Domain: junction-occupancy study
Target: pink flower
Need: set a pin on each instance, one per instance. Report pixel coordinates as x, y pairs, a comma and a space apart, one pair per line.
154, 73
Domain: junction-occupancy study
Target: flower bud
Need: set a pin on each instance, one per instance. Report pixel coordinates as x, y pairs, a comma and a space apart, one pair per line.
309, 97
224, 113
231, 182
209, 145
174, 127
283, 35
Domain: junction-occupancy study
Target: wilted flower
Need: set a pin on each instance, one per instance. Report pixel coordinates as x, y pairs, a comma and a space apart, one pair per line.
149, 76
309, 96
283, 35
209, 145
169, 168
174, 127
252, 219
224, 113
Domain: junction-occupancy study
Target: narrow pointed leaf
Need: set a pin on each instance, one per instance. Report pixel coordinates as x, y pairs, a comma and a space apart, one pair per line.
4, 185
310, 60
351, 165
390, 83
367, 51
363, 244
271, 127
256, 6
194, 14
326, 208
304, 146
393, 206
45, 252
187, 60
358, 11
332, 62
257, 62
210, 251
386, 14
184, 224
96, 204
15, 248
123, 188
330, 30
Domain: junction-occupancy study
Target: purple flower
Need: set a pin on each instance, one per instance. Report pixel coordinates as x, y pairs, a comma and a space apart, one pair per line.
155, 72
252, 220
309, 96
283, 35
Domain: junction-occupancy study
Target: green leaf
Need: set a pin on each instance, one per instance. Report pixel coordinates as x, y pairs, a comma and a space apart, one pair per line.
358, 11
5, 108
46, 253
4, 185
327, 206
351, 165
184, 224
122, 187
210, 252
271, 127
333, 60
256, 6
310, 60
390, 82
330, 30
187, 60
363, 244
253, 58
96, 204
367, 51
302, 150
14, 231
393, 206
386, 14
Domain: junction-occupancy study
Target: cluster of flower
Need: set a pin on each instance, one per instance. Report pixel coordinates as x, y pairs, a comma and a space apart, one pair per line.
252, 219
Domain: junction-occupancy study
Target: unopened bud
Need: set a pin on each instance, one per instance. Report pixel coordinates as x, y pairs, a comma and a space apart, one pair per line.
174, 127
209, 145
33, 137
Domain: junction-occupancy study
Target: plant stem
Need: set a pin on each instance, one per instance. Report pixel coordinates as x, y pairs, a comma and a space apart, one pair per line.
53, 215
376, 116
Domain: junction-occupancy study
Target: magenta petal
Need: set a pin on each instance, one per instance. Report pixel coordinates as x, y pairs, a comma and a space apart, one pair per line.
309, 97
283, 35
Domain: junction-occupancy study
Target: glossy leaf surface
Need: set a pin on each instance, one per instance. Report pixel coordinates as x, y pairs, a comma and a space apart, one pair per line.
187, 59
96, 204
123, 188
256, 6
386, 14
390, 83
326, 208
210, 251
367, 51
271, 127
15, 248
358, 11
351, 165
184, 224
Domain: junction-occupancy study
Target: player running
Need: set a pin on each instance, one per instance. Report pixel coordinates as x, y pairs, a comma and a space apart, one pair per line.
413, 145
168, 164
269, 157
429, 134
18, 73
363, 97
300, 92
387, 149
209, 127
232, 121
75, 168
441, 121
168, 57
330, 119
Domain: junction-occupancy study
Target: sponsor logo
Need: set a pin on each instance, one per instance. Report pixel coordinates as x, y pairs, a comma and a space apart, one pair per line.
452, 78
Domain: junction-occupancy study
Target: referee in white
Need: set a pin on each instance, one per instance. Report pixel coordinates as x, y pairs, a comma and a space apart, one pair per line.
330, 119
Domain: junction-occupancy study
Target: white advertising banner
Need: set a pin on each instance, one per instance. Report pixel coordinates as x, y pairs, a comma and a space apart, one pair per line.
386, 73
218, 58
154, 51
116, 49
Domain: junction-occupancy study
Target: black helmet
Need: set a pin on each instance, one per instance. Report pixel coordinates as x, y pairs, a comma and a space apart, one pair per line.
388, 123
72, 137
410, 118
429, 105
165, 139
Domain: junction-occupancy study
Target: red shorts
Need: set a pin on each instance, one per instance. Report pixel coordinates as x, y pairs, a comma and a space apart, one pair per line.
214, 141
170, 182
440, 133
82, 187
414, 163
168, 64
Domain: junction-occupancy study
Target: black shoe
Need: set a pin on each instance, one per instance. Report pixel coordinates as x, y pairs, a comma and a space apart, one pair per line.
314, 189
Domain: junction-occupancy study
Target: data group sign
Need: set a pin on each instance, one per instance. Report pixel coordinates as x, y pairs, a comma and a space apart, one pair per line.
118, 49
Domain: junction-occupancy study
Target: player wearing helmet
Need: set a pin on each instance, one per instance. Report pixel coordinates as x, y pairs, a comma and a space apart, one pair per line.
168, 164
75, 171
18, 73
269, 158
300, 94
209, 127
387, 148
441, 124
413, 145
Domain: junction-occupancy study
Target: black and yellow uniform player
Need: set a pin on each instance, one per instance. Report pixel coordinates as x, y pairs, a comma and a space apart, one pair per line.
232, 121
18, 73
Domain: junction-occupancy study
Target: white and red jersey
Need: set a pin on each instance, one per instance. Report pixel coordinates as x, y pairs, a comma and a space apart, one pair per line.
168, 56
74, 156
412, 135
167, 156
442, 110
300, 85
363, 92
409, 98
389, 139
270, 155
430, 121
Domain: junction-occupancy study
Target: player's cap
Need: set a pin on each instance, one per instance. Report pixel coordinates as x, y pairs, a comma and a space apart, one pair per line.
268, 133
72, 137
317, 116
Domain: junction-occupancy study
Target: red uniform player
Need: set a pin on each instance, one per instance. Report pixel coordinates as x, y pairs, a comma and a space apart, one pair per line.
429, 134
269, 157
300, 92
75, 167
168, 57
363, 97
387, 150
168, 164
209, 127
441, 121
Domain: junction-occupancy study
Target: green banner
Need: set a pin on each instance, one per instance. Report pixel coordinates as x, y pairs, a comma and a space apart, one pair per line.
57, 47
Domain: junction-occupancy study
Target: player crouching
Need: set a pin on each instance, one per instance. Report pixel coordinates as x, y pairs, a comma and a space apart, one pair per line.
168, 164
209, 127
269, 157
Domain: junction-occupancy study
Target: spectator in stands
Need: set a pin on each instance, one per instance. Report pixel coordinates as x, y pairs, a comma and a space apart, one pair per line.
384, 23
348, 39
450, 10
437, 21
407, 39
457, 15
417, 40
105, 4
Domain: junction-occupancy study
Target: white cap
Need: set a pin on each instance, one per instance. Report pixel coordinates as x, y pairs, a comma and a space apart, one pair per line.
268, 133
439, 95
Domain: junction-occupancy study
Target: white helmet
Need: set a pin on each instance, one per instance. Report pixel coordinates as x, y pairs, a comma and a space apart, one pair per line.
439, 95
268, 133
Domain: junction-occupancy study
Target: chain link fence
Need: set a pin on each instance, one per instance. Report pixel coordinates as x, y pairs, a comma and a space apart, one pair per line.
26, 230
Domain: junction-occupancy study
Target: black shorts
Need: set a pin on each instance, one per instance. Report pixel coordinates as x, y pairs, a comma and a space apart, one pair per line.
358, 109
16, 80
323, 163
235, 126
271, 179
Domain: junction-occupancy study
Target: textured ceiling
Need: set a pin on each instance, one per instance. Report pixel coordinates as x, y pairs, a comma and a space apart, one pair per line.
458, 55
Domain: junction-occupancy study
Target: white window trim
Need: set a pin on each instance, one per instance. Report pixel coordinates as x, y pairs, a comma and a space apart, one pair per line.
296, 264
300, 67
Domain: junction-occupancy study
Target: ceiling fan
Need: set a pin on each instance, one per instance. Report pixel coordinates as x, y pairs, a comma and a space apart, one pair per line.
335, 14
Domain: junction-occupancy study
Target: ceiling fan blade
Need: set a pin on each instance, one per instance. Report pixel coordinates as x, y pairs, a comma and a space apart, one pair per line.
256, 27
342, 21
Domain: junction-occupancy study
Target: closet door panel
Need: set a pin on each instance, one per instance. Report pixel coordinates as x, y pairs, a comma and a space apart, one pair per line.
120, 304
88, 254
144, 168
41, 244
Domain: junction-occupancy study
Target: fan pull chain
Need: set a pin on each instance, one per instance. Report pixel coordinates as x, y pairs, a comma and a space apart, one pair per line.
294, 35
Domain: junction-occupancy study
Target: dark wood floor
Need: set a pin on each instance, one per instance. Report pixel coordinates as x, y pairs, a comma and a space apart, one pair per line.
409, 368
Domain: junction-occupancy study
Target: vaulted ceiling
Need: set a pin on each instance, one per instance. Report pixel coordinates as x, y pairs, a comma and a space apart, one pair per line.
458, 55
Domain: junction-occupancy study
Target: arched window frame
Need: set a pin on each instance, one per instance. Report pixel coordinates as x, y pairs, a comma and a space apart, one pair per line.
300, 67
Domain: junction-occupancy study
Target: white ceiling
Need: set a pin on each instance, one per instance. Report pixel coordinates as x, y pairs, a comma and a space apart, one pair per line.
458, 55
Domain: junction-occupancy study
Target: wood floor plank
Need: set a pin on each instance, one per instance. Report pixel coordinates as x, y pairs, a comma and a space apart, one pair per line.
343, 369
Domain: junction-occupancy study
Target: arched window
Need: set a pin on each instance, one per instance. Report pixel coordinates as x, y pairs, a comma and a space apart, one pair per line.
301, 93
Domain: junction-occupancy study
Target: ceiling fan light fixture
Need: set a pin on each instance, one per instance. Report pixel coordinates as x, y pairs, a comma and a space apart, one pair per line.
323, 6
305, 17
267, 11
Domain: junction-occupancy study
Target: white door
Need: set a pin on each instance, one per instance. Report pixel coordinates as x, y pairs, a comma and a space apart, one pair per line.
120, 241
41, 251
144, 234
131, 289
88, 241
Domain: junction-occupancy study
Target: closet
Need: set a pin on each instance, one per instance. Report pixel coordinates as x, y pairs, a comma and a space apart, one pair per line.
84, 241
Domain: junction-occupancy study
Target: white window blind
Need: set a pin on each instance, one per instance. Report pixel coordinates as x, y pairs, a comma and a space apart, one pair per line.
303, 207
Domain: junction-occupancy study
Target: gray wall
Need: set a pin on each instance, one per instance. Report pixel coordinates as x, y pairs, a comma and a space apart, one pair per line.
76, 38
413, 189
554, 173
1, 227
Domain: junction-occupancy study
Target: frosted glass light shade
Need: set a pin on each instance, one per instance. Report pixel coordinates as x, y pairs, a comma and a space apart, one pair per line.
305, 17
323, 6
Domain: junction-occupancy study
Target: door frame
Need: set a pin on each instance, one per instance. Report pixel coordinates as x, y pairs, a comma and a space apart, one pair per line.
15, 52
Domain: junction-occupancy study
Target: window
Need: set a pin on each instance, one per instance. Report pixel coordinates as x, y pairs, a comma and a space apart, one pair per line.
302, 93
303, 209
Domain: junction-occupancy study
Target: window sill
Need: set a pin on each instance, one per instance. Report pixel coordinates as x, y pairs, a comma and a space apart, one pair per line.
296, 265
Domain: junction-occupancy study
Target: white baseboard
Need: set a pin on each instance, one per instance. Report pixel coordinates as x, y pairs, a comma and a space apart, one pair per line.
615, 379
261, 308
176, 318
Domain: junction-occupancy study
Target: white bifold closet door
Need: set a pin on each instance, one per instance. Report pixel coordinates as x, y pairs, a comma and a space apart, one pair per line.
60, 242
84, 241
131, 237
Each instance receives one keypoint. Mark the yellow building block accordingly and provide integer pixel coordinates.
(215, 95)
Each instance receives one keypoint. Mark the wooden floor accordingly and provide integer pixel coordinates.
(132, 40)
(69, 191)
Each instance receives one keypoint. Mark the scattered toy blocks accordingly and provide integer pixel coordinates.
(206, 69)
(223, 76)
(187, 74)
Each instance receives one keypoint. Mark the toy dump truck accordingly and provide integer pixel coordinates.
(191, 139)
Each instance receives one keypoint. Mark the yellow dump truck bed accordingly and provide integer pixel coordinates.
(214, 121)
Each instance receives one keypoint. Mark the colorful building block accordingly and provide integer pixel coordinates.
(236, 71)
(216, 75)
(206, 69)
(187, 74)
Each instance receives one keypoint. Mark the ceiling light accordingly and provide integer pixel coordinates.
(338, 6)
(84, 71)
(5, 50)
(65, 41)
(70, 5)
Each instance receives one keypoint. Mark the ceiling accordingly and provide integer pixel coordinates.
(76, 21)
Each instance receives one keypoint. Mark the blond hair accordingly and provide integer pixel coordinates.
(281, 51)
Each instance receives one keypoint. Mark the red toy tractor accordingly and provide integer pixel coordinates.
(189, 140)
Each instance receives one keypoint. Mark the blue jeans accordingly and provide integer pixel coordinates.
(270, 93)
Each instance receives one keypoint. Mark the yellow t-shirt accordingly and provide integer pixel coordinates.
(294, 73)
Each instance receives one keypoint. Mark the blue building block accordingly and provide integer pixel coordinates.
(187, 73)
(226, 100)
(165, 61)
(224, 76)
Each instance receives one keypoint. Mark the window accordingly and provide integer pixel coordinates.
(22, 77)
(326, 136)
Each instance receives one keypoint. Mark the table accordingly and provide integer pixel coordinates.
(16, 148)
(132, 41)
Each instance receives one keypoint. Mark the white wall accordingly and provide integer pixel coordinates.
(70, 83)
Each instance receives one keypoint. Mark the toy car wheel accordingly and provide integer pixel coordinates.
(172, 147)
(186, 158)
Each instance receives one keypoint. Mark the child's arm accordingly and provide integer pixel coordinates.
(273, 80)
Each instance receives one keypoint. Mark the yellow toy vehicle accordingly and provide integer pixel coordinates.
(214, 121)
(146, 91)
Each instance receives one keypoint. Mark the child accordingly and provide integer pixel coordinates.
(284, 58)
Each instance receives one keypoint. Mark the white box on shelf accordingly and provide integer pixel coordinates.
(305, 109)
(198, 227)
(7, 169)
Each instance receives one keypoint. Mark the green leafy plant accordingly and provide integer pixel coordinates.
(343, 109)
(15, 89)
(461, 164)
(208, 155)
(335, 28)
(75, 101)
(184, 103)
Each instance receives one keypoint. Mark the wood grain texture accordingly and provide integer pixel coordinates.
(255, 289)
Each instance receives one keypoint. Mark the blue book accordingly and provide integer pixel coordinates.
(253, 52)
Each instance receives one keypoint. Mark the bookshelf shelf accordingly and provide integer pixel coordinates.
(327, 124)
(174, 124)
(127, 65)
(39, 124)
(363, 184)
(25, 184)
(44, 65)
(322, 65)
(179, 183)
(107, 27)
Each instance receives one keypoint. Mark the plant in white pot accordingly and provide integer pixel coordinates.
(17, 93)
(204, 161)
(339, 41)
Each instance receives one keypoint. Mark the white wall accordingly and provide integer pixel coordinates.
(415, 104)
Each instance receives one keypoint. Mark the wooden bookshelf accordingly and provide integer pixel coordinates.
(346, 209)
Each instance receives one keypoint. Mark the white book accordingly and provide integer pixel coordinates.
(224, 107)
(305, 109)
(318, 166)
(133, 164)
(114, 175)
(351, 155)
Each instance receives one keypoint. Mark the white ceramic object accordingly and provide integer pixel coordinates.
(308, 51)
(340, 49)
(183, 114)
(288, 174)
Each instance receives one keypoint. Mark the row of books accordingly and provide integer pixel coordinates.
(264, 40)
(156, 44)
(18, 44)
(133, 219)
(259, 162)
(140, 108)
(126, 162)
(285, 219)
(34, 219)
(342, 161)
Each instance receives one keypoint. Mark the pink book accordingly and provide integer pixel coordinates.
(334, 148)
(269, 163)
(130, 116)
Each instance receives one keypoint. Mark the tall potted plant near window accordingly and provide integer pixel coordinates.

Your instructions | Search the material for the word "flower". Each line where it is found must be copied.

Written answer |
Target: pink flower
Target: flower bud
Target: wilted flower
Target: purple flower
Target: cluster of flower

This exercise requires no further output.